Extracted records:

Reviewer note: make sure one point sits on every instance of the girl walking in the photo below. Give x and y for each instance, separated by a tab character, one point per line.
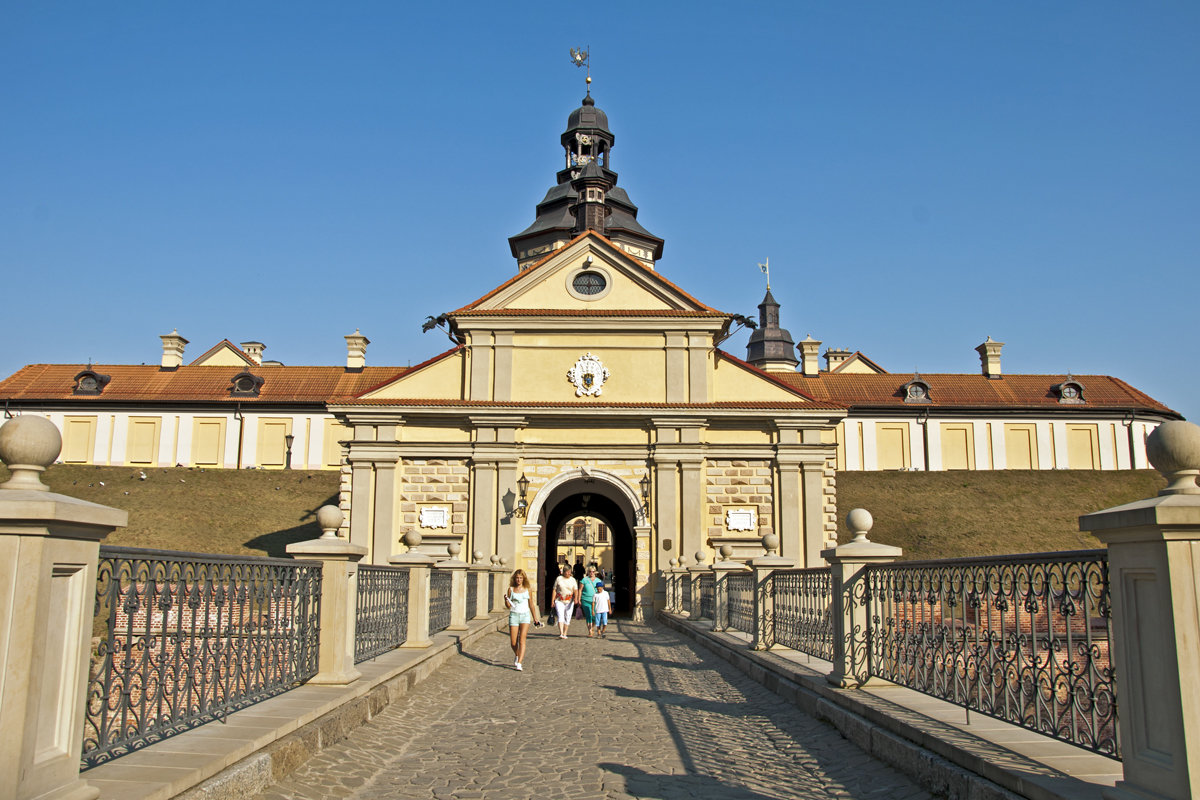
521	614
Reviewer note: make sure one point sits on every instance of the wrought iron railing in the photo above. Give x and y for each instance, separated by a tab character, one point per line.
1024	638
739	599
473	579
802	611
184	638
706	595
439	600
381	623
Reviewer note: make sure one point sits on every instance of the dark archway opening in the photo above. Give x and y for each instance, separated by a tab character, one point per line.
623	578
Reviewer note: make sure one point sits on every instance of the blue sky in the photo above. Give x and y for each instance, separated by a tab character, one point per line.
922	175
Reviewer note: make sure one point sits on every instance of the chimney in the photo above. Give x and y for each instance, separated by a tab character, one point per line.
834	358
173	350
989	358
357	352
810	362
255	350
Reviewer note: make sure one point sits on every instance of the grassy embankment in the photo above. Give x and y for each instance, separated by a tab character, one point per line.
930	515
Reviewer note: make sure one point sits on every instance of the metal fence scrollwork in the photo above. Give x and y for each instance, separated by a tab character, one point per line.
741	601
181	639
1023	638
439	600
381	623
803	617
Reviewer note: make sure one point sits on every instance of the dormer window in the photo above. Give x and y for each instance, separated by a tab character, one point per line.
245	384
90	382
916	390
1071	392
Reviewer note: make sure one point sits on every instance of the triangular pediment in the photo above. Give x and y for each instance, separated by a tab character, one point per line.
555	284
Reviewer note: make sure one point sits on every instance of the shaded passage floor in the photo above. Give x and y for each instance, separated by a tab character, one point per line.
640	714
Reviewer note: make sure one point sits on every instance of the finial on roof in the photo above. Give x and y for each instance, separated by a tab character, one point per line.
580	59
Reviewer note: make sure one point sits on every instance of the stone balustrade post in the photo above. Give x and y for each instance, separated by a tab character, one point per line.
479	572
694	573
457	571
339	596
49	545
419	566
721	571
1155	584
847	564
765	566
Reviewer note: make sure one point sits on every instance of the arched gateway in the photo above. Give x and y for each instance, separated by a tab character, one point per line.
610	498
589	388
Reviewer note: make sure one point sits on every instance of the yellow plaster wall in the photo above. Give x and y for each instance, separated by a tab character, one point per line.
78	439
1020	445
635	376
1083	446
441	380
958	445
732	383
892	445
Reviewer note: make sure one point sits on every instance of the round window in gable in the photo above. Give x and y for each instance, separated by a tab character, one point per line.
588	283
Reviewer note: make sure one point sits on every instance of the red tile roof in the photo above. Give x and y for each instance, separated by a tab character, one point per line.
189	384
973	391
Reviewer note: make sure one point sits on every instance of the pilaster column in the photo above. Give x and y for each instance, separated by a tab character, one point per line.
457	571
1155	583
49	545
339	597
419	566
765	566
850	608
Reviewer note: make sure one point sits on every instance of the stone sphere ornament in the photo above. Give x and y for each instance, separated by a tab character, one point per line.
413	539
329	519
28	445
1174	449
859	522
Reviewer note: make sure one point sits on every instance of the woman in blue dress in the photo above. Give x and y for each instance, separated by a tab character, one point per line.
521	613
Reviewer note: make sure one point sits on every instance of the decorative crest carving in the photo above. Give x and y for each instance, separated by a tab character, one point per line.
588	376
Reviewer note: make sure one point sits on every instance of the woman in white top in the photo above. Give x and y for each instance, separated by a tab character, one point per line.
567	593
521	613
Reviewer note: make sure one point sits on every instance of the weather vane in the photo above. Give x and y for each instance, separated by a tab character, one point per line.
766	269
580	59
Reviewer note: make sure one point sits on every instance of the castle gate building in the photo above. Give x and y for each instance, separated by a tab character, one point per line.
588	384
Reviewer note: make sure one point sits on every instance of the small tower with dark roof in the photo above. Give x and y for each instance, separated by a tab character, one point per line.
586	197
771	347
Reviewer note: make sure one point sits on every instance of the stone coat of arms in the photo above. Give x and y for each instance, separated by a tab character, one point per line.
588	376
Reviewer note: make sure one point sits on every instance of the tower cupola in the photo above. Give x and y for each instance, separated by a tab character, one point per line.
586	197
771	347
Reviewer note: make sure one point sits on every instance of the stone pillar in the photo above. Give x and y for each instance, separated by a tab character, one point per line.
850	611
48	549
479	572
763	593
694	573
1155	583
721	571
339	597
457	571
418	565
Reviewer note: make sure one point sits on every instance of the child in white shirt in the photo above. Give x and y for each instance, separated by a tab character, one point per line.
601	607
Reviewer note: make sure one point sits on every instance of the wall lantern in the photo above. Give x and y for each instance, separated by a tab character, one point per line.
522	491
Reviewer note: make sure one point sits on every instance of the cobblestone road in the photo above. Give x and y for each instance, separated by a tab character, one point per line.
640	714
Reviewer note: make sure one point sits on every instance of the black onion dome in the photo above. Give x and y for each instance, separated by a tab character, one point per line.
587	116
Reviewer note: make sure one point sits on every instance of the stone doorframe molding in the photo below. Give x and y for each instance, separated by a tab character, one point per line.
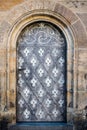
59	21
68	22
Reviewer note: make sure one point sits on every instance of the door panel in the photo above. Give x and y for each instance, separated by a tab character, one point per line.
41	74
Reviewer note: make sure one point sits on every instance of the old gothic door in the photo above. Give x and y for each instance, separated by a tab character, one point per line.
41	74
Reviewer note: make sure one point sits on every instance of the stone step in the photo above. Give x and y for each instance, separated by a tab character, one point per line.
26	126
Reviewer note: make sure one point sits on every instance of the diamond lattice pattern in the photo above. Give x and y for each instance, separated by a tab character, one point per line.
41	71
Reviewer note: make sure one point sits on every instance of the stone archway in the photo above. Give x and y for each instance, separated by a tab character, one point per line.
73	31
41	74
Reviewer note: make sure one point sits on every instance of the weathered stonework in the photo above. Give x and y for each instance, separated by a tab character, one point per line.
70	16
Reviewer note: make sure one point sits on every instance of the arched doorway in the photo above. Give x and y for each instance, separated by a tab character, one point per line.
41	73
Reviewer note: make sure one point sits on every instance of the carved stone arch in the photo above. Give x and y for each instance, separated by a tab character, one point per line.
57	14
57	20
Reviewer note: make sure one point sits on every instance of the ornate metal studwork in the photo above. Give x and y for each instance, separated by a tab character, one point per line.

Exercise description: Print the whole listing exactly. No pictures belong in the copy.

Written solution:
Reviewer note: make sure one point sits on every instance of the girl walking in the photo below. Give x and y for each instance, separated by a tab character, one point per line.
521	614
Reviewer note: make sure one point sits on every instance of the wrought iron railing in the photo above. Give x and y for each instance, separated by a tab character, one point per line.
1024	638
739	599
473	579
802	611
184	638
706	595
439	600
381	623
Reviewer note: make sure one point sits on every instance of the dark archway opening in the photo above. Give x and y for each instance, separated by a tab character, one point per line.
623	578
Reviewer note: make sure one point sits on every instance of the blue sky in the photo above. Give x and y for each instance, separated by a tab character, one point per line.
922	175
Reviewer note: make sure one point sits on every instance of the chimney in the photo above. Give x and y for each instance, separated by a tab character, one point per line.
834	358
173	350
989	358
357	352
810	362
255	350
Reviewer note: make sure one point sits on every instance of the grassy embankment in the photo above. Give x and y for each instance, separated by a tab character, one point per line.
930	515
Reviewer note: make sure one point sits on every instance of the metal fence scrollwork in the photo above. Give x and y for each instance, separated by a tab character, one point per line.
741	601
181	639
1023	638
439	600
381	623
803	617
Reviewer note: make sure one point sits on every instance of the dormer window in the photo above. Give x and y for each instance, separated by a tab character, one point per line.
245	384
90	382
916	390
1071	392
Reviewer note: make sure one point sits on every instance of the triangular pediment in the photo above. Give x and y for each instance, separated by a tab character, one point per line.
555	284
Reviewer note: make sure one point sits on every instance of the shaded passage floor in the photo above. Give x and y for each instance, separated by a tab character, one point per line.
640	714
Reviewer note: make sure one point sits on every instance of the finial on roof in the photo above. Give x and y for each instance, separated by a tab character, one point per line.
580	59
Reviewer note: make sure one point sits on every instance of the stone balustrade post in the photo above. Give x and y for each instance, separated by a tab character, one point per line.
479	572
694	573
457	571
339	596
49	545
419	566
721	571
1155	584
847	564
765	566
Reviewer note: make sure one point sits on every instance of the arched gateway in the photo above. Give x and y for each instance, separated by a tab character, one point per line.
610	498
589	388
Reviewer note: make sure one point sits on every instance of the yellow plaster wall in the photo above. Give x and y for each instance, separated by a tab character, one point per line.
78	439
1020	445
635	376
1083	446
441	380
958	445
732	383
892	445
Reviewer note: make sure one point sits on every instance of the round window in gable in the photo above. Give x and y for each instance, separated by a tab character, one point per line.
588	283
Reviewer note: make sure one point sits on every instance of the red tile roof in the photo above. Give x and y for each instance, separated by a tab character, one point per line.
189	384
973	391
Reviewer note: make sure one point sits on every instance of the pilaster column in the photo above. Give x and y for each instance, separated by a tab character, one point per line.
457	571
1155	583
49	545
339	597
419	566
765	566
850	608
Reviewer note: make sure one point sits on every instance of the stone sphere ornament in the photo above. Give x and y for each instance, separated by a tab character, one point per line.
413	539
329	519
28	445
1174	449
859	522
Reviewer note: make sure one point sits on every instance of the woman in blue dress in the photo above. Give x and y for each instance, separated by a tab character, one point per line.
521	613
Reviewer note: make sure one point sits on every instance of the decorative crest carving in the photo above. Give x and y for each instance, separated by a tab character, one point per line.
588	376
Reviewer note: make sure one point sits on every instance of the woman in white top in the photo above. Give x and y for each instance, separated by a tab character, one point per line.
567	593
521	613
Reviewer note: make sure one point sits on every instance of the weather vane in the photo above. Give x and y for each instance, separated by a tab character, one point per line.
766	269
580	59
Reviewer note: make sure one point sits on every instance of the castle gate building in the photo above. Give x and y for each instance, separated by a tab character, one point per line.
588	384
Reviewer note: make sure one point sits on every instance of the small tower with dark roof in the photo above. Give x and y for each instance, separated by a tab character, one point per line.
586	197
771	347
Reviewer note: make sure one point sits on every instance of the stone coat of arms in the photo above. Give x and y for each instance, separated by a tab character, one point per line.
588	376
Reviewer note: make sure one point sits on every instance of the tower cupola in the photo above. Give x and y for each instance, separated by a tab character, one point per line.
586	197
771	347
Reviewer note: make sure one point sits on every instance of the stone pillar in the photo above. Give x and y for each instance, separated by a tab character, one point per line.
850	611
48	549
479	572
763	593
694	573
1155	583
721	571
339	597
457	571
418	565
Reviewer note: make sure one point sits on every instance of the child in white shirt in the photo above. Give x and y for each instance, separated by a tab character, one point per line.
601	607
Reviewer note: make sure one point sits on every instance of the wall lantern in the photo above. Give x and y for each instance, separated by a tab character, one point per line.
522	491
Reviewer note: make sure one point sits on every instance of the cobblestone road in the photo above. Give x and y for each instance, separated by a tab character, one point per line.
640	714
Reviewer note: make sure one point sits on every instance of the black onion dome in the photo above. Give x and y for each instance, separated by a tab character, one point per line.
587	116
Reviewer note: make sure one point sits on every instance of the stone doorframe molding in the photo below. Give x and y for each instance, separated by a tab character, one point per line.
59	21
68	22
Reviewer note: make sure one point sits on every instance of the door panel in the photo above. Give x and y for each instance, separated by a tab character, one point per line.
41	74
Reviewer note: make sure one point sits on every instance of the old gothic door in the photo above. Give x and y for each instance, separated by a tab character, one point per line.
41	74
Reviewer note: make sure one point sits on every instance of the stone step in the photo above. Give x and y for each instance, separated by a tab character, one point per line.
26	126
Reviewer note: make sure one point sits on every instance of the diamond lattice pattern in the photo above. Give x and y for each instance, separated by a tab character, one point per line.
41	71
Reviewer note: make sure one point sits on every instance of the stone archway in the photo above. Give x and y for each instance, separated by a tab character, one point per line.
73	31
41	74
Reviewer note: make sure one point sits on every instance of the weathered stonework in the photo above. Give x and y for each instance, separated by a tab character, one point per line.
70	16
Reviewer note: make sure one point sits on every instance of the arched doorway in the photo above. Give x and y for each instance, separated by a tab character, one point per line.
41	73
Reviewer note: make sure one point sits on every instance of the carved stone arch in the photo above. Give x and y for each instance, separated by a tab character, one point per line.
57	14
57	20
Reviewer note: make sure one point sits on every instance of the ornate metal studwork in the photo above. Give x and y for each instance, separated by a tab character, one point per line.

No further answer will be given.